-- Start of Excerpted passage --

It also adds a number of fixes and enhancements, including: (1) a function and CLI command to list the available synthesizer names,
(2) a curate set of dependencies and making `Gretel` into an optional dependency, (3) updating `Gretel` to use temp directories,
(4) using `nvidia-smi` to get the number of gpus and (5) multiple `dockerfile` updates to improve functionality.

### Issues closed

* Bug when using JSON configuration for multiple multi-table evaluation - [Issue #115](https://github.com/sdv-dev/SDGym/issues/115) by @pvk-developer
* Use nvidia-smi to get number of gpus - [PR #113](https://github.com/sdv-dev/SDGym/issues/113) by @katxiao
* List synthesizer names - [Issue #82](https://github.com/sdv-dev/SDGym/issues/82) by @fealho
* Use nvidia base for dockerfile - [PR #108](https://github.com/sdv-dev/SDGym/issues/108) by @katxiao
* Add Makefile target to install gretel and ydata - [PR #107](https://github.com/sdv-dev/SDGym/issues/107) by @katxiao
* Curate dependencies and make Gretel optional - [PR #106](https://github.com/sdv-dev/SDGym/issues/106) by @csala
* Update gretel checkpoints to use temp directory - [PR #105](https://github.com/sdv-dev/SDGym/issues/105) by @katxiao
* Initialize variable before reference - [PR #104](https://github.com/sdv-dev/SDGym/issues/104) by @katxiao

## v0.4.0 - 2021-06-17

This release adds new synthesizers for Gretel and ydata, and creates a Docker image for SDGym.
It also includes enhancements to the accepted SDGym arguments, adds a summary command to aggregate
metrics, and adds the normalized score to the benchmark results.

-- End of Excerpted passage --

Stated task A: What release date does the changelog excerpt give for version v0.4.0?
The changelog excerpt and the records are separate, unrelated material.

-- Start of Dataset --

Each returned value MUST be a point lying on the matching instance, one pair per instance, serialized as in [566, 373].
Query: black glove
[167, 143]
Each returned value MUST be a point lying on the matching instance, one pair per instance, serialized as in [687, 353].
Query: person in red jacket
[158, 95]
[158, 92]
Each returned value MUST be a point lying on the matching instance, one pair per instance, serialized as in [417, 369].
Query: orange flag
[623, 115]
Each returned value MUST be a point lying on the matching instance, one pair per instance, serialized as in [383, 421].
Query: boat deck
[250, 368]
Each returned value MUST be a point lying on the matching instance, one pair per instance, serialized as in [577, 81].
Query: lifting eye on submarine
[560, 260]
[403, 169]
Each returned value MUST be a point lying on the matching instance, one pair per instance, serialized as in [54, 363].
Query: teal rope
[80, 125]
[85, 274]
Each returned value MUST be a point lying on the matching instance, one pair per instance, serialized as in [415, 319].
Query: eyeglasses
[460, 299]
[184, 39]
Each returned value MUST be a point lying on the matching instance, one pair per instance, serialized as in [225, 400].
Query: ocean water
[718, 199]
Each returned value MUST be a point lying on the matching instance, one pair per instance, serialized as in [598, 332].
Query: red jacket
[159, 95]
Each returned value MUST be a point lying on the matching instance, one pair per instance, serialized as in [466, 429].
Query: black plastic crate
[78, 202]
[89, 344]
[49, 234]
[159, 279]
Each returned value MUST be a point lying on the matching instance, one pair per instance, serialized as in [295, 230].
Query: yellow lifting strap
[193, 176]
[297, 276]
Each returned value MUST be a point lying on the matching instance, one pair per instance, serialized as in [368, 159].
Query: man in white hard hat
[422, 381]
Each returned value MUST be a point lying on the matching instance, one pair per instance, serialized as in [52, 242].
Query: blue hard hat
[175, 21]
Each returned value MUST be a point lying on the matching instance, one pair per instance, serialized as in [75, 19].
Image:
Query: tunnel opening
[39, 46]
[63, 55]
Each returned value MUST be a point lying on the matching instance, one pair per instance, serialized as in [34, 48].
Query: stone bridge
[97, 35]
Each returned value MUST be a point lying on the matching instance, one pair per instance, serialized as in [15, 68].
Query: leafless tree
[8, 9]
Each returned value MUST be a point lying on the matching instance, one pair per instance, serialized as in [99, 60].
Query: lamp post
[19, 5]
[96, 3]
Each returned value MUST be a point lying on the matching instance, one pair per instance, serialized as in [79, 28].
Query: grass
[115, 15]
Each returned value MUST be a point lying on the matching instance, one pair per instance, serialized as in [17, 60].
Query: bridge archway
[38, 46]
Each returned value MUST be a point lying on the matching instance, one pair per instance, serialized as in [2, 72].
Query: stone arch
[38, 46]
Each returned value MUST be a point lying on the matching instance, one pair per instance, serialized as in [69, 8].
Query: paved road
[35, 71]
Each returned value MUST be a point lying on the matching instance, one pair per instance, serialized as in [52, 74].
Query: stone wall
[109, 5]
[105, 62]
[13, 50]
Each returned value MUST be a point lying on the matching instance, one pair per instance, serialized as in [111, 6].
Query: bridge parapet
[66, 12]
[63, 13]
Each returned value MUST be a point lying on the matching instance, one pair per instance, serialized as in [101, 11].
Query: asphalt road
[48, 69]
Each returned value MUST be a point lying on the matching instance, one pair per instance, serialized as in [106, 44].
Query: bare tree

-- End of Dataset --

Stated task B: Print the records starting with the line that contains "in [69, 8]." and continuing through the end of the records, reproducing each line without any change.

Exercise solution A: 2021-06-17

Exercise solution B:
Each returned value MUST be a point lying on the matching instance, one pair per instance, serialized as in [69, 8].
Query: paved road
[35, 71]
Each returned value MUST be a point lying on the matching instance, one pair per instance, serialized as in [52, 74].
Query: stone wall
[109, 5]
[105, 62]
[13, 50]
Each returned value MUST be a point lying on the matching instance, one pair per instance, serialized as in [111, 6].
Query: bridge parapet
[66, 12]
[63, 13]
Each returned value MUST be a point lying on the matching instance, one pair per instance, serialized as in [101, 11].
Query: asphalt road
[48, 69]
Each returned value MUST be a point lying on the matching instance, one pair per instance, serialized as in [106, 44].
Query: bare tree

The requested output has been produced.